### Passage shown:
## Start

# How to exceute a shell script when FreeBSD start



## lastofme (Sep 12, 2014)

Hi guys, I have been looking for information on the forums to execute a shell script when FreeBSD starts or after a reboot, but I have not managed to do it. Can someone help with that? A link to another topic or a explain it a little.

Kind regards.


----------



## DutchDaemon (Sep 12, 2014)

A common method is to start a script using /etc/rc.local (does not exist by default) or using cron with the @reboot time. If you want to go more low-level. you can use a start script in /usr/local/etc/rc.d (look there for examples), using /etc/rc.conf for settings.


----------



## ondra_knezour (Sep 12, 2014)

And there is some documentation on this topic, as usual 
rc(8)
Practical rc.d scripting in BSD
Porters Handbook: Starting and stopping services


----------



## uzsolt (Sep 24, 2014)

lastofme said:
			
		

> Hi guys, I have been looking for information on the forums to execute a shell script when FreeBSD starts or after a reboot, but I have not managed to do it. Can someone help with that? A link to another topic or a explain it a little.


What type of script do you want execute? If it's a user-specified you can use ~/.profile, ~/.cshrc, ~/.login files.


----------



## Carpetsmoker (Oct 1, 2014)

Or, if it's for a desktop, the ~/.xinitrc (xinit, startx) or ~/.xsession (xdm, gdm, etc.) might be suitable.


----------

## End

### Data rows:
## Start

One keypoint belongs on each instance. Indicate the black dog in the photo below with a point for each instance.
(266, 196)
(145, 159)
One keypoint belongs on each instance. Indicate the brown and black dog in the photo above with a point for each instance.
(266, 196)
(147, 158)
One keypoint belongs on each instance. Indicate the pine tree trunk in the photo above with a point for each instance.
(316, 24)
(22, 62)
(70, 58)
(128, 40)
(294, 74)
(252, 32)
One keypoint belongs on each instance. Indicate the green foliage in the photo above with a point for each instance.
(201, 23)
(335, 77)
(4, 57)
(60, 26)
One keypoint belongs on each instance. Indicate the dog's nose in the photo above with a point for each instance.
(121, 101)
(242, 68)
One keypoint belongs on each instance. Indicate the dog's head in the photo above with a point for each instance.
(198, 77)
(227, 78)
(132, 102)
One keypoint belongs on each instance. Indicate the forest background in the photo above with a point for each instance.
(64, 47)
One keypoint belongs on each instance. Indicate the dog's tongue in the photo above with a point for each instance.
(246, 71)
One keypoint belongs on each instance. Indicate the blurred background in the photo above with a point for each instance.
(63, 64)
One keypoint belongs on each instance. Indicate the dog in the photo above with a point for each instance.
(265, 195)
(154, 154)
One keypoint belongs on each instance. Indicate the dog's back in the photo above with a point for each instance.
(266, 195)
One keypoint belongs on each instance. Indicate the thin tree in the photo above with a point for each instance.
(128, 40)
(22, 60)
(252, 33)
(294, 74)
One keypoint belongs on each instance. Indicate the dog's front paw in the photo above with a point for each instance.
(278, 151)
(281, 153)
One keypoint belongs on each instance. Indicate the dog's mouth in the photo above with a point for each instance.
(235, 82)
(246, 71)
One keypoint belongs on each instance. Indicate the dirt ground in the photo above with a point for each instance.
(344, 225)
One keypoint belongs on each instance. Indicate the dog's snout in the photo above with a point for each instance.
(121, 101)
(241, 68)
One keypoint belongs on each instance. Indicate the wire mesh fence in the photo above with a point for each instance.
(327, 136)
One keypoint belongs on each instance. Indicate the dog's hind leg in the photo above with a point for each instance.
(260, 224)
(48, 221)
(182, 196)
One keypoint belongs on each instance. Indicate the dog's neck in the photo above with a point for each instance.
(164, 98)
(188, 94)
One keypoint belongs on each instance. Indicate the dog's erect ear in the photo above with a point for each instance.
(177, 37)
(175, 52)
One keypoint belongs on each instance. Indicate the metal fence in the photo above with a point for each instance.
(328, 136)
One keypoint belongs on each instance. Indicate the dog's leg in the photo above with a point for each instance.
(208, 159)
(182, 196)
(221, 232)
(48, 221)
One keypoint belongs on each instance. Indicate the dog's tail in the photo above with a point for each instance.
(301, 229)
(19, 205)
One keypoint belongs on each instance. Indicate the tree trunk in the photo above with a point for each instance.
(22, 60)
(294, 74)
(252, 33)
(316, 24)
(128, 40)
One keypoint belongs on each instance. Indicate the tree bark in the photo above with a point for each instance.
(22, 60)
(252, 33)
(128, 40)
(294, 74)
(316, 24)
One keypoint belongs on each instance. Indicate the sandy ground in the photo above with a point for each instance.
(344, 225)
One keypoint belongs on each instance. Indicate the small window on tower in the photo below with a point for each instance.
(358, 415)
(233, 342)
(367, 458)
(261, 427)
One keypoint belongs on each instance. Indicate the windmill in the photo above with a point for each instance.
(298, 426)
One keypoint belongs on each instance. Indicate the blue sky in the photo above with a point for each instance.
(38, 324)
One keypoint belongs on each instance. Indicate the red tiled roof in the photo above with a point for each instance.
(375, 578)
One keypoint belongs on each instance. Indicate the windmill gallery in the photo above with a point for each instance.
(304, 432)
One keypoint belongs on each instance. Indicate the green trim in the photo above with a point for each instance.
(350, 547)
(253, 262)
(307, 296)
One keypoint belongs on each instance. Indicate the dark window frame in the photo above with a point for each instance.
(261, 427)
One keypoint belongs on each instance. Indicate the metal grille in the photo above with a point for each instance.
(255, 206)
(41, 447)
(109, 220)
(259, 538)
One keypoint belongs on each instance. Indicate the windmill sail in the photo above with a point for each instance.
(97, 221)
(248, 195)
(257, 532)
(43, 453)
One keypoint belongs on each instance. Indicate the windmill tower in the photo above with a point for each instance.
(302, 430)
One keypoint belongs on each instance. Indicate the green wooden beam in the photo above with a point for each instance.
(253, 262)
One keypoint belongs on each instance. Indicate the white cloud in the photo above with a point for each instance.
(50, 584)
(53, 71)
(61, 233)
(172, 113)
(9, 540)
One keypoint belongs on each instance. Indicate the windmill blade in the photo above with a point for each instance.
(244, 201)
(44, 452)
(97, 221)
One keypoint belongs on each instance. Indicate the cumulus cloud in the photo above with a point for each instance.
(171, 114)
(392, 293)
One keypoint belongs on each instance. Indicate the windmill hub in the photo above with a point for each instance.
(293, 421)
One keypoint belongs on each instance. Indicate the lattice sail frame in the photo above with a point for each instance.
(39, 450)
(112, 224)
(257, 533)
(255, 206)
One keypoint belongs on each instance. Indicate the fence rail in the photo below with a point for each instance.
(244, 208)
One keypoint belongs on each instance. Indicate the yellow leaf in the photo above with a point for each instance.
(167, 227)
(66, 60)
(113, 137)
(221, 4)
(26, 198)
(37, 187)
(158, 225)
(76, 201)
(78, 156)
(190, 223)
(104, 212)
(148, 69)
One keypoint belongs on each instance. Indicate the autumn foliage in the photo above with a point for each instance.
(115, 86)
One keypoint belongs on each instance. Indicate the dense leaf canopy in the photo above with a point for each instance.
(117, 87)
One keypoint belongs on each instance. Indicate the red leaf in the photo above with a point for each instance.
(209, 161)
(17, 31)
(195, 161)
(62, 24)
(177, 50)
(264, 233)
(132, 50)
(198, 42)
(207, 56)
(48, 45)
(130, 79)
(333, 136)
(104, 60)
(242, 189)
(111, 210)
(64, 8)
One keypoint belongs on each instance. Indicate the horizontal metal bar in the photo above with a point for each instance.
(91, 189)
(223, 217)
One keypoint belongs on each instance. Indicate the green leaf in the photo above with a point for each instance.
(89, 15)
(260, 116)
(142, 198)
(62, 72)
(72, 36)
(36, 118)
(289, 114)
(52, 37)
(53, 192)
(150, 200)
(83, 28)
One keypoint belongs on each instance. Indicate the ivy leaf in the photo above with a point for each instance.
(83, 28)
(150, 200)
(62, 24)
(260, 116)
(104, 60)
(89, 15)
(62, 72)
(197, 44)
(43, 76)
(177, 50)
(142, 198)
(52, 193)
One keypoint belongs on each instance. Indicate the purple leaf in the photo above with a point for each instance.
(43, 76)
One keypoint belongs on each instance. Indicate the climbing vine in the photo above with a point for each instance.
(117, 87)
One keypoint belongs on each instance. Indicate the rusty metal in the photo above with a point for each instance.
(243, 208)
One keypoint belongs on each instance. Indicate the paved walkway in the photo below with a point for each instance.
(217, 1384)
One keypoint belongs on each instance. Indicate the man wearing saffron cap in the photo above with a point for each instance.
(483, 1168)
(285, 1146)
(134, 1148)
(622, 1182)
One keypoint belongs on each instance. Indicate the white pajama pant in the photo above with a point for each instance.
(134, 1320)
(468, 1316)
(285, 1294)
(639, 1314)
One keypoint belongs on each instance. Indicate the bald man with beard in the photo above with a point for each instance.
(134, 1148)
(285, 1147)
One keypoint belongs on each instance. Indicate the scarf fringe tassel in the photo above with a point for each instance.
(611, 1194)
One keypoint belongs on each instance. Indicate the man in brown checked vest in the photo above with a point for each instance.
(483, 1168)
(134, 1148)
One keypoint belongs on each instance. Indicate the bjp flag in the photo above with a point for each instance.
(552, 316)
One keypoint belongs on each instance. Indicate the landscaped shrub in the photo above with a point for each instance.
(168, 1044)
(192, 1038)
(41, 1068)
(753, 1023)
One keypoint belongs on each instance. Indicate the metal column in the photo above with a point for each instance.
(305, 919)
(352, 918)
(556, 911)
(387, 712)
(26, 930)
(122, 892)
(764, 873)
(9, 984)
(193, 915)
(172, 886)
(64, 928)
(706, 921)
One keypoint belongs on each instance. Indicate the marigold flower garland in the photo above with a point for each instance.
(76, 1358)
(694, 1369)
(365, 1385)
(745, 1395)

## End

### Description of the task:
Return the stretch of the FreeBSD startup thread from "## lastofme (Sep" through "using /etc/rc.conf for settings.", copied word for word. Work from the FreeBSD startup thread alone, not the data.

### Complete answer:
## lastofme (Sep 12, 2014)

Hi guys, I have been looking for information on the forums to execute a shell script when FreeBSD starts or after a reboot, but I have not managed to do it. Can someone help with that? A link to another topic or a explain it a little.

Kind regards.


----------



## DutchDaemon (Sep 12, 2014)

A common method is to start a script using /etc/rc.local (does not exist by default) or using cron with the @reboot time. If you want to go more low-level. you can use a start script in /usr/local/etc/rc.d (look there for examples), using /etc/rc.conf for settings.